Go through the entries below and write each one out exactly.

◇ ◇ ◇ ◇

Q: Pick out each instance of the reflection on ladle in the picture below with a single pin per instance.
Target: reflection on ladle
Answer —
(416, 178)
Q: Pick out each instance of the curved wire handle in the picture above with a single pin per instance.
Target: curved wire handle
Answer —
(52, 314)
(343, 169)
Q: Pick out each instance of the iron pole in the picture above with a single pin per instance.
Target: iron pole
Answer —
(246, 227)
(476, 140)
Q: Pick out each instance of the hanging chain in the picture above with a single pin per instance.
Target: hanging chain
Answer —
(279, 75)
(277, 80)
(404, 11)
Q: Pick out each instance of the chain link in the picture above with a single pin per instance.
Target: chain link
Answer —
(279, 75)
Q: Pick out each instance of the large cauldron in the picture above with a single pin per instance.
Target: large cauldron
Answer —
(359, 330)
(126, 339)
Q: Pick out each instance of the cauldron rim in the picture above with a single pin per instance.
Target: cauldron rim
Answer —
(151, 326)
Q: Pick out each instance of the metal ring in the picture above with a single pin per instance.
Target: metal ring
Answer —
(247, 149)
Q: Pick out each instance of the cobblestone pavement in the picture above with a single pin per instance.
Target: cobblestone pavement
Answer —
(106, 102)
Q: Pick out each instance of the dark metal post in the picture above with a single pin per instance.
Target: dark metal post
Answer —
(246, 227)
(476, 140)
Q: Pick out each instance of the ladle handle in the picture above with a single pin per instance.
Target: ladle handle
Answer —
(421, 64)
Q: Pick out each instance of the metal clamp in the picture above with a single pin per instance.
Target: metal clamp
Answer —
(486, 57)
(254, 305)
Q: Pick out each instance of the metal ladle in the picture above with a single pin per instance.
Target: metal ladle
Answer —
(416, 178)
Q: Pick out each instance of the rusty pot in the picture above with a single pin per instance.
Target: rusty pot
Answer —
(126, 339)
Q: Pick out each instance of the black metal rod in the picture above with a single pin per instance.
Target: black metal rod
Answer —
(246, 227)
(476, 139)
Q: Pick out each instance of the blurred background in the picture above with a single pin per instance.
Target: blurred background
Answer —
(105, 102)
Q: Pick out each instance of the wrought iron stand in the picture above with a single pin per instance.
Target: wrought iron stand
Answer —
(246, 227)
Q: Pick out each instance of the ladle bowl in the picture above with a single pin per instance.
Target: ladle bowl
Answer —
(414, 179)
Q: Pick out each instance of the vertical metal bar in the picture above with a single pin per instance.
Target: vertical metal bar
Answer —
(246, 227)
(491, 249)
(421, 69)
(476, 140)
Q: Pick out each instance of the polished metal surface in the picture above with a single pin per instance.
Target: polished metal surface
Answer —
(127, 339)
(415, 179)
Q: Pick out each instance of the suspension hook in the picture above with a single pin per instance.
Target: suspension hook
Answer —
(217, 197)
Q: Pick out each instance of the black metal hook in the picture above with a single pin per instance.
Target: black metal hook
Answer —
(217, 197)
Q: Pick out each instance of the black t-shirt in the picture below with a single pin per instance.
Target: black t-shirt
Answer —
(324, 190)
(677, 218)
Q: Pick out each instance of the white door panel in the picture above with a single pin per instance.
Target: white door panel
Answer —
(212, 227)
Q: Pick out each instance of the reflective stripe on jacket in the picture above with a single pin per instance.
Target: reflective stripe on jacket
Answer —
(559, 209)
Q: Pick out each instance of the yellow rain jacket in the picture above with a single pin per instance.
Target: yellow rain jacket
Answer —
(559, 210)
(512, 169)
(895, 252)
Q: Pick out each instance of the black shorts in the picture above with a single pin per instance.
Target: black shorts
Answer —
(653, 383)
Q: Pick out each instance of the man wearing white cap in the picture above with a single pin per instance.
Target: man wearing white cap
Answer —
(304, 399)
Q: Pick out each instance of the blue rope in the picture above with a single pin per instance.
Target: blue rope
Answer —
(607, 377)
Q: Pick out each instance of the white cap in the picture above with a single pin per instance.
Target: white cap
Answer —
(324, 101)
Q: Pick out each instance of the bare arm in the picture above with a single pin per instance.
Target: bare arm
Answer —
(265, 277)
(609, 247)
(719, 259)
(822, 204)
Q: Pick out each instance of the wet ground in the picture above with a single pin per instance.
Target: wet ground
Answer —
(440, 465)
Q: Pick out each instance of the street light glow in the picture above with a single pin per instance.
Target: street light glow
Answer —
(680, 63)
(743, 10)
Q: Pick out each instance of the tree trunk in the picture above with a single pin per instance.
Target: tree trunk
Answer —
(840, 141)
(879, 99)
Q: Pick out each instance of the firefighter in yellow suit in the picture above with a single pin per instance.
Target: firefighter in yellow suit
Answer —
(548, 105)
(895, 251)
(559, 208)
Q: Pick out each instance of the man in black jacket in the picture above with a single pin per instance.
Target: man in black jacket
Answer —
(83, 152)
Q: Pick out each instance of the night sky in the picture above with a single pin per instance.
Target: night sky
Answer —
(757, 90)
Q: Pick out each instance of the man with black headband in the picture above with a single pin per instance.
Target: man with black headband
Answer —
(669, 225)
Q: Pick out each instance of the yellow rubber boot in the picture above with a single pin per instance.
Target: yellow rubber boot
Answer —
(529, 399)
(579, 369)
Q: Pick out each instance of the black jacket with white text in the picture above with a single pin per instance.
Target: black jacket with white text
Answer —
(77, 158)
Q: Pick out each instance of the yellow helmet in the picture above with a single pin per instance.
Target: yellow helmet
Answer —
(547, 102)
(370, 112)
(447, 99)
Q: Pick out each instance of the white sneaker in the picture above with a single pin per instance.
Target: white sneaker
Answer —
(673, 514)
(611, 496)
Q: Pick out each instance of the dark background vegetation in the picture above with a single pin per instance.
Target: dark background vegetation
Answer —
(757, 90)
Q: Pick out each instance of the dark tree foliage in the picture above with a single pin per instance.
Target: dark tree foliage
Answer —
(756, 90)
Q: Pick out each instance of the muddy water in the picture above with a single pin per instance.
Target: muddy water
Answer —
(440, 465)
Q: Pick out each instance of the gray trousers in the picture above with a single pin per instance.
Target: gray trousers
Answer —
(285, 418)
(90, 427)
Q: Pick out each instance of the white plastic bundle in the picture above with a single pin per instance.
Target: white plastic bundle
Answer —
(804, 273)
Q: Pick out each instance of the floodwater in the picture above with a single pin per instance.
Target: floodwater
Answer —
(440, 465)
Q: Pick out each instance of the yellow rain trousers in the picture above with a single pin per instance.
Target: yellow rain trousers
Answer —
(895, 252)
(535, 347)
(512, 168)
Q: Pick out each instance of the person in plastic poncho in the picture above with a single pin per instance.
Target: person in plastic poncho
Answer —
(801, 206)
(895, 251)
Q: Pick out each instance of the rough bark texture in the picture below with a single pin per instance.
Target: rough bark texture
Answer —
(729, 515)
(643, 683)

◇ ◇ ◇ ◇

Task output:
Q: Pick out each instance of the reflection on ladle in the picture below with a single pin per instance.
Target: reflection on ladle
Answer —
(416, 178)
Q: Pick out each instance of the curved wire handle in the picture above with a single pin per instance.
Target: curved wire handle
Answer —
(52, 314)
(343, 169)
Q: Pick out each instance of the iron pole in the picture above with a single pin per instance.
Target: iron pole
Answer —
(246, 227)
(476, 140)
Q: Pick out each instance of the hanging chain in the picture above with a single pin per instance.
Target: hanging chain
Answer —
(279, 75)
(277, 80)
(404, 11)
Q: Pick out each instance of the chain link in the picture above with a single pin per instance.
Target: chain link
Answer —
(279, 75)
Q: Pick out each instance of the large cauldron in the picture above with a single pin per instance.
Target: large cauldron
Answer —
(359, 330)
(126, 339)
Q: Pick out each instance of the cauldron rim in the picture above with a single pin per instance.
Target: cauldron rim
Answer —
(151, 326)
Q: Pick out each instance of the metal ring in the picture above with a single pin per instance.
Target: metal ring
Answer —
(247, 149)
Q: Pick out each instance of the cobblestone pavement in the picture above with a single pin per instance.
Target: cobblestone pavement
Answer —
(106, 102)
Q: Pick out each instance of the dark metal post in the picture above with a single pin per instance.
Target: dark metal post
Answer —
(246, 227)
(476, 140)
Q: Pick out each instance of the ladle handle in the picture above with a single pin per instance.
Target: ladle handle
Answer —
(421, 64)
Q: Pick out each instance of the metal clamp in the picture above with a single pin per instance.
Target: metal clamp
Answer —
(486, 57)
(254, 305)
Q: Pick out each instance of the metal ladle in the picture above with a single pin per instance.
Target: metal ladle
Answer —
(416, 178)
Q: Pick out each instance of the rusty pot in the picture above with a single pin per instance.
Target: rusty pot
Answer —
(126, 339)
Q: Pick out each instance of the black metal rod in the picture above with a single pin per instance.
Target: black metal rod
Answer —
(246, 227)
(476, 139)
Q: Pick out each instance of the blurred background in the picture above with a single pin per instance.
Target: blurred background
Answer —
(105, 102)
Q: Pick out each instance of the wrought iron stand in the picture above with a single pin per instance.
Target: wrought iron stand
Answer —
(246, 227)
Q: Pick out each instance of the ladle bowl in the picture above with a single pin per instance.
Target: ladle bowl
Answer —
(414, 179)
Q: Pick out each instance of the vertical metal bar in the picture above with a single pin per instance.
Target: vertical metal bar
Answer —
(246, 227)
(491, 249)
(421, 69)
(476, 140)
Q: Pick out each instance of the polished metal surface in the picture above with a single pin per instance.
Target: polished metal surface
Answer —
(127, 339)
(415, 179)
Q: Pick out each instance of the suspension hook in the picture above with a single pin per instance.
Target: suspension hook
Answer —
(217, 197)
Q: Pick out each instance of the black metal hook in the picture above with a single pin per instance.
Target: black metal hook
Answer —
(217, 197)
Q: Pick out each instance of the black t-shirt in the picture below with a single pin per instance.
Target: black t-shirt
Answer —
(324, 190)
(677, 218)
Q: Pick out each instance of the white door panel in the picture above with a single pin per instance.
Target: white door panel
Answer —
(212, 227)
Q: Pick out each instance of the reflective stripe on jacket in the picture above with a single pin per instance.
Target: reflective stripe on jacket
Answer —
(559, 209)
Q: Pick out each instance of the yellow rain jacket in the picture above with a single pin per instance.
Target: yellow rain jacket
Answer —
(559, 210)
(512, 169)
(895, 252)
Q: Pick out each instance of the black shorts in the picture above with a single pin per instance.
Target: black shorts
Answer —
(653, 383)
Q: Pick out each instance of the man wearing white cap in the picture above with a single pin per instance.
Target: man wearing white cap
Answer —
(304, 399)
Q: Pick out each instance of the blue rope in the picture above with a single pin per instance.
Target: blue rope
Answer —
(607, 377)
Q: Pick out each instance of the white cap in the picture above with a single pin per instance.
Target: white cap
Answer —
(324, 101)
Q: Pick out each instance of the bare arm in the picture above with a single pin per instance.
Target: bare arm
Answer —
(265, 277)
(609, 247)
(719, 259)
(822, 204)
Q: Pick out each instance of the wet ground in the picture above with a single pin per instance.
Target: wet ground
Answer —
(440, 465)
Q: Pick out each instance of the street light glow in the picture above with a single pin per instance.
Target: street light glow
Answer —
(680, 63)
(743, 10)
Q: Pick out each instance of the tree trunk in the picture above with a single pin per instance.
Target: tree trunk
Answer —
(840, 141)
(879, 99)
Q: Pick out each instance of the firefighter in yellow suit in the picture above with a single pin per instance.
Target: firefighter in yellow suit
Answer —
(548, 105)
(895, 251)
(559, 208)
Q: Pick out each instance of the man in black jacket in the picture above with a single pin per instance.
Target: man in black jacket
Answer —
(83, 152)
Q: Pick out each instance of the night sky in the picture above with a single pin per instance.
Target: night sky
Answer —
(757, 90)
Q: Pick out each instance of the man with black headband in the picture above with a single pin per instance.
Target: man with black headband
Answer —
(669, 225)
Q: Pick out each instance of the yellow rubber boot in the picture above with a single pin per instance.
Target: yellow rubber boot
Answer —
(529, 399)
(579, 369)
Q: Pick out each instance of the black jacket with white text in the picture above with a single pin per instance.
Target: black jacket with white text
Answer —
(77, 158)
Q: Pick out each instance of the yellow helmet in the picture above with a single pin per instance.
Target: yellow helmet
Answer —
(547, 102)
(370, 112)
(447, 99)
Q: Pick out each instance of the white sneaker in the picture above with a single pin per instance.
Target: white sneaker
Answer —
(673, 514)
(611, 496)
Q: Pick out each instance of the dark background vegetation in the picture above with a single pin per instance.
Target: dark background vegetation
Answer —
(757, 90)
Q: Pick out each instance of the dark tree foliage in the picture above with a single pin per instance.
Target: dark tree foliage
Answer —
(756, 90)
Q: Pick out each instance of the muddy water in the picture above with a single pin per instance.
Target: muddy water
Answer —
(440, 465)
Q: Pick out each instance of the gray trousers in the picture above with a single pin per instance.
Target: gray trousers
Answer —
(285, 418)
(90, 427)
Q: Pick out each instance of the white plastic bundle in the picture above with a single pin per instance.
Target: white plastic bundle
Answer —
(804, 273)
Q: Pick out each instance of the floodwater in the picture above with a single pin per instance.
Target: floodwater
Answer —
(440, 465)
Q: Pick out each instance of the yellow rain trousers in the picture above with a single pin per instance.
Target: yellow rain trousers
Answer —
(895, 252)
(535, 347)
(512, 168)
Q: Pick out each instance of the person in plastic poncho in the picture above with a single pin per instance.
Target: person in plastic poncho
Answer —
(801, 206)
(895, 251)
Q: Pick out each instance of the rough bark texture in the picture below with a single pin per instance.
Target: rough bark texture
Answer —
(729, 515)
(643, 683)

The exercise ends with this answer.